Reading text =
Exercise to the majority of people, means walking, running, swimming, hiking or any other form of cardiovascular activity. They talk about wanting to lose weight, but do not factor in strength or resistance training into their workouts.
While aerobic exercise burns both fat and muscle, weight training burns almost exclusively fat. Any exercise where you move your body against resistance and is hard to perform, can be considered resistance or strength training.
Resistance can be provided simply by moving your body against gravity (i.e. using your own body as a weight) or by using weighted objects such as dumbbells or barbells. You can also add resistance by using machines at the gym or by using equipment such as weighted bars, bands, tubes or kettlebells.
This form of training is what we call weight training. To most women, this form of workout is still an alien concept, despite repeated assurances that weight training offers plenty of benefits.
Just a few days ago, a friend approached me for advice on how to tone her arms and tummy because those areas were starting to sag. She was getting older, and with increasing healthcare costs and hefty insurance premiums, she decided to get herself fit. Fortunately, she has no health issues and is blessed with slim genes.
When I told her she needed to do strength training, she innocently asked, “If I lift my water bottle a few times, is that enough to tone my biceps?”
“Are you referring to the 1.5 litre bottles?” I queried.
“Oh no,” came the reply. “Just the 500 milliliter ones.” She was dead serious, but I was amused.
This is the thing about women – they fear lifting weights and most just don’t like it. Many women are afraid they will develop large bulky muscles from weight training, although we know that this is highly unlikely for the average woman.
Athletic women who are able to develop significant muscle hypertrophy (increase in muscle size) typically have higher than normal testosterone levels, lower than normal oestrogen-to-testosterone ratios, a genetic predisposition to develop a greater muscle mass, and a very intense training programme that includes high levels of protein intake.
In any event, the principle of reversibility states that all exercise adaptations are transient (temporary) and reversible. In other words, if you don’t use it, you will lose it.
Women tend to be weaker than men primarily because of their lower quantity of muscles and their smaller bones. That’s why when an older woman falls, she tends to suffer more fractures than if an older man falls.
However, research has shown that given the same amount of muscle, there are no differences in strength between the sexes. Some studies show that when strength is expressed relative to lean body mass, men are 45% stronger than women at the bench press, but that women are 6% stronger that men at the leg press.
The large discrepancy between the upper and lower body strength may be due to the fact that both men and women walk, run and climb stairs, but men usually lift heavy objects with their arms more frequently than do women.

Task list =
1. Copy the strength training passage from "When I told" to "the average woman.".
2. Please answer these questions from the strength training passage:
(a) What size of water bottle did the friend mean to lift?
(b) What does the principle of reversibility state?
(c) How much stronger are women than men at the leg press when strength is expressed relative to lean body mass?
The material after this point comes from a different source.

Source records
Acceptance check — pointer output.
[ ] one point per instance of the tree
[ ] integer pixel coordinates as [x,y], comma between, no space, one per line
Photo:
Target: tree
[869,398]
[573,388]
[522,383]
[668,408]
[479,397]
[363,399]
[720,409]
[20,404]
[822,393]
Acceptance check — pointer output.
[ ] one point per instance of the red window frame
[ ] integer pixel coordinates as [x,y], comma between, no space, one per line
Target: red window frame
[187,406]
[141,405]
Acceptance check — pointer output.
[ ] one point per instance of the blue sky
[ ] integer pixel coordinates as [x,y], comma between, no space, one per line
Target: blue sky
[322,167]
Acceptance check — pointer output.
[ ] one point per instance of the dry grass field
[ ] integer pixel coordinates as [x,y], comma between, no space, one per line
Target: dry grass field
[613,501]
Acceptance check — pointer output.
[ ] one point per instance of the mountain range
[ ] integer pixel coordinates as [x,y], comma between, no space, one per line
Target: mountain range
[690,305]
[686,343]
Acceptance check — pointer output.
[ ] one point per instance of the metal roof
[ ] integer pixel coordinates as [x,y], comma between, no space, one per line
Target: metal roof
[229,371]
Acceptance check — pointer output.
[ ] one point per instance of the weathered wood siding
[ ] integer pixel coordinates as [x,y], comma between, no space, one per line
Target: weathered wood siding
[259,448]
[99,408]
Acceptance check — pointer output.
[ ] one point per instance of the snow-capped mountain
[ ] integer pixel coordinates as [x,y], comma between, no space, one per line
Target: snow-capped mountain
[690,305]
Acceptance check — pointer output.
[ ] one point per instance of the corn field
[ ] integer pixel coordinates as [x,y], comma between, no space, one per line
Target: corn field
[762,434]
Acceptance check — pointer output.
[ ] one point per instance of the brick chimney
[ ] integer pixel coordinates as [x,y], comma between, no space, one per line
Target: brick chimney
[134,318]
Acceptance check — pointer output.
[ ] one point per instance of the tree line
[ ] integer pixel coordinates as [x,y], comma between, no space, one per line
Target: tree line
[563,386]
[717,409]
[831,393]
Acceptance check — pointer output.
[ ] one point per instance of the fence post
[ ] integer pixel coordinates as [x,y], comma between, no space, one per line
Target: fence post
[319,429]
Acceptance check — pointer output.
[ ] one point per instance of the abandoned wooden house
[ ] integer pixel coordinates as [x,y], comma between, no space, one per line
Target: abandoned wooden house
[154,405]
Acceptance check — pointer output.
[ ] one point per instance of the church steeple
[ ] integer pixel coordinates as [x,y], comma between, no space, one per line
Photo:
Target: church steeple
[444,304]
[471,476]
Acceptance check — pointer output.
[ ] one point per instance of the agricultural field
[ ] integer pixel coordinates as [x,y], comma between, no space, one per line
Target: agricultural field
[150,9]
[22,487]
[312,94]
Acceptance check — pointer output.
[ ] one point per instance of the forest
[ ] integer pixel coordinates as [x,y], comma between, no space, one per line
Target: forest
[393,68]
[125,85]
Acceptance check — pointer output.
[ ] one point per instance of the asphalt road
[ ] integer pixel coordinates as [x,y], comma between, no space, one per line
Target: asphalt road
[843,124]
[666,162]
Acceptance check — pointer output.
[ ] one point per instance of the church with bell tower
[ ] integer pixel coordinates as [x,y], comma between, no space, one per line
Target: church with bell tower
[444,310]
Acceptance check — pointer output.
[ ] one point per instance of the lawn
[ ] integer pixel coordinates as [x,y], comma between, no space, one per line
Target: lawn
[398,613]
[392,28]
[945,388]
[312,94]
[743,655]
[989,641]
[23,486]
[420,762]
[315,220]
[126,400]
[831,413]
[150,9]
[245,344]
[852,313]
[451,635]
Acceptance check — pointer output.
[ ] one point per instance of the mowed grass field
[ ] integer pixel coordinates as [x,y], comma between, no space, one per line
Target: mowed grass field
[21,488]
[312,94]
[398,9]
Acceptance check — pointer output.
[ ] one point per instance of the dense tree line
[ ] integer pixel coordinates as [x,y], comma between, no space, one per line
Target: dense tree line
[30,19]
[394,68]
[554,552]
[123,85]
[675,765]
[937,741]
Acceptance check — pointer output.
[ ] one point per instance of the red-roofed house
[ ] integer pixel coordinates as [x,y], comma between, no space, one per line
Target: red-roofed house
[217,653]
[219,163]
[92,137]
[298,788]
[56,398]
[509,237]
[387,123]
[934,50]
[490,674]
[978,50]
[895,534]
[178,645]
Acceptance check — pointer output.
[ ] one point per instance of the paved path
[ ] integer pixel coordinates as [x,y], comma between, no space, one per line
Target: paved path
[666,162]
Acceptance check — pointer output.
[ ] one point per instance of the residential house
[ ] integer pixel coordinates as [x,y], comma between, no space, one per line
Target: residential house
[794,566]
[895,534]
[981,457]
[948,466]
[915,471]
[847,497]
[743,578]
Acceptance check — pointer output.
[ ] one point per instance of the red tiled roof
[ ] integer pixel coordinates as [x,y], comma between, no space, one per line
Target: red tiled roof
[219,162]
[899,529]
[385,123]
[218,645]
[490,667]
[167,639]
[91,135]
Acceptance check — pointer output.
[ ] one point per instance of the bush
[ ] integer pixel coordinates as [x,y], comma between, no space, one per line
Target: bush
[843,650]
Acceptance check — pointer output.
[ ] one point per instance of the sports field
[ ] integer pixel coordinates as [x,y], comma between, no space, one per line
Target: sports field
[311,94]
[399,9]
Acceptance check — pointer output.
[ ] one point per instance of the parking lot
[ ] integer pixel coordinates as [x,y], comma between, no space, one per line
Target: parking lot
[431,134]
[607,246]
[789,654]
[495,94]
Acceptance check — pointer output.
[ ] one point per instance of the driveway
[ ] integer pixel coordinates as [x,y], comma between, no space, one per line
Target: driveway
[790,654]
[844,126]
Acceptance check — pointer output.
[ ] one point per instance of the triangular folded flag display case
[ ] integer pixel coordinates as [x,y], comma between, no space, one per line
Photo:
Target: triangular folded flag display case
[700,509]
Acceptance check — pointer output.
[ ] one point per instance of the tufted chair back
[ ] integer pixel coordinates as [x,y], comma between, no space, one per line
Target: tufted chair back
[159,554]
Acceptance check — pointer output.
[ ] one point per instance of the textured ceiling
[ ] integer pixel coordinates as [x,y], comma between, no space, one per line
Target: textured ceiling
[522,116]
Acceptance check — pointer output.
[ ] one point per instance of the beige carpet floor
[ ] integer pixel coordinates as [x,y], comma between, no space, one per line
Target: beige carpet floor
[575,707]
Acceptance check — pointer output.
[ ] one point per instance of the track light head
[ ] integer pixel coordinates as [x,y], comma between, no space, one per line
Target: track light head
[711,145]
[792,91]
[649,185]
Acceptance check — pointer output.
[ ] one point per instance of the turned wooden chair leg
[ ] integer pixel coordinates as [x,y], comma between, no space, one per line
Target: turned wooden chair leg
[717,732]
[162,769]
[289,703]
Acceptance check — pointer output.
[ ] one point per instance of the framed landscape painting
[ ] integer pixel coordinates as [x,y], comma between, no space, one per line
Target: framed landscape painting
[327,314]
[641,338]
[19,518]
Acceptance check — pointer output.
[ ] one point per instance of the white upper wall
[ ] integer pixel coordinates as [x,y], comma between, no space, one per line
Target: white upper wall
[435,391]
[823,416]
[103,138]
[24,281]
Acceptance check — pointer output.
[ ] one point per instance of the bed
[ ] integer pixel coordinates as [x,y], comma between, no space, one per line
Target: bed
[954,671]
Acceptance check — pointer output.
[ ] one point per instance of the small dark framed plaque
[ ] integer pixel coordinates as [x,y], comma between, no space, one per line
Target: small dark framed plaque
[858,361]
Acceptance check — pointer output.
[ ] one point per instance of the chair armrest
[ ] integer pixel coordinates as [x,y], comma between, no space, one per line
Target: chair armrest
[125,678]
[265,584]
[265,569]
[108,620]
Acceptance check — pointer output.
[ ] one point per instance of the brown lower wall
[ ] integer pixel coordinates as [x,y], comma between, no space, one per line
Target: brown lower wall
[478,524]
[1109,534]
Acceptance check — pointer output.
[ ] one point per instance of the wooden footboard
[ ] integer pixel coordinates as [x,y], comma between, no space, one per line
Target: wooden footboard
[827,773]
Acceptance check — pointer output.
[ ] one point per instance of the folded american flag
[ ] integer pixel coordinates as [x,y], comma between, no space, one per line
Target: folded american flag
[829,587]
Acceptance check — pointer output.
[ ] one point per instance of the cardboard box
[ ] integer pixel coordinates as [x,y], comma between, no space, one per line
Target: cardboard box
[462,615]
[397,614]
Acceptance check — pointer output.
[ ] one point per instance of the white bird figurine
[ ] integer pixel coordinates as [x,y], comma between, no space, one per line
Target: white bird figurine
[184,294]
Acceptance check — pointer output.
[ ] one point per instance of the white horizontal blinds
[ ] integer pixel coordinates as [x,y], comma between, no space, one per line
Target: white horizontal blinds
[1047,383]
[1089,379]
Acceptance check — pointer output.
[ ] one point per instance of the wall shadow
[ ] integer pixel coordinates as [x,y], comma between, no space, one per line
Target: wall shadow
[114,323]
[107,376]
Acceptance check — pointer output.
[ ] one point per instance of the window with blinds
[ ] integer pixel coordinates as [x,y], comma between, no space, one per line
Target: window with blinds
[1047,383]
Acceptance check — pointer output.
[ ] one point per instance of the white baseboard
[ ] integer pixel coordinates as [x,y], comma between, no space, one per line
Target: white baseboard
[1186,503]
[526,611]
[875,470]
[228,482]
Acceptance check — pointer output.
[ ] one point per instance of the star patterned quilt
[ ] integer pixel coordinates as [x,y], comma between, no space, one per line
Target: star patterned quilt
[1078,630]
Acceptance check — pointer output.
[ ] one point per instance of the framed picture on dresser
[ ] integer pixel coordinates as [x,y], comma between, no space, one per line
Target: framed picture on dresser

Task-by-task outputs =
1.
When I told her she needed to do strength training, she innocently asked, “If I lift my water bottle a few times, is that enough to tone my biceps?”
“Are you referring to the 1.5 litre bottles?” I queried.
“Oh no,” came the reply. “Just the 500 milliliter ones.” She was dead serious, but I was amused.
This is the thing about women – they fear lifting weights and most just don’t like it. Many women are afraid they will develop large bulky muscles from weight training, although we know that this is highly unlikely for the average woman.

2.
(a) The 500 milliliter bottles.
(b) That all exercise adaptations are transient (temporary) and reversible.
(c) 6%.